Provided records:

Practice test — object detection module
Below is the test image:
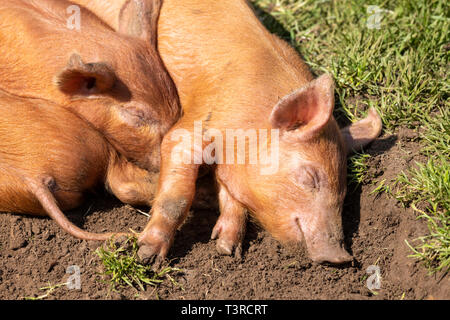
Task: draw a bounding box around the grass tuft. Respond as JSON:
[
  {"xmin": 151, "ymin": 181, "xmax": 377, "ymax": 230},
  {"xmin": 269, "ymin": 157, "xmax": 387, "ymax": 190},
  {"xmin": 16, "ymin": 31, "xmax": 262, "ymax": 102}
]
[
  {"xmin": 252, "ymin": 0, "xmax": 450, "ymax": 271},
  {"xmin": 95, "ymin": 237, "xmax": 181, "ymax": 291}
]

Stated goal: Turn every line of the items above into a numbered list, skipping blank lines. Leave the pictures out.

Solution to this problem:
1. Practice test — object detection module
2. Below is the test image:
3. Task: draw a bounding box around the grass tuft. Respond as JSON:
4. [
5.   {"xmin": 151, "ymin": 181, "xmax": 377, "ymax": 230},
6.   {"xmin": 269, "ymin": 157, "xmax": 387, "ymax": 190},
7.   {"xmin": 16, "ymin": 31, "xmax": 262, "ymax": 102}
8. ]
9. [
10.   {"xmin": 252, "ymin": 0, "xmax": 450, "ymax": 271},
11.   {"xmin": 95, "ymin": 237, "xmax": 181, "ymax": 291}
12. ]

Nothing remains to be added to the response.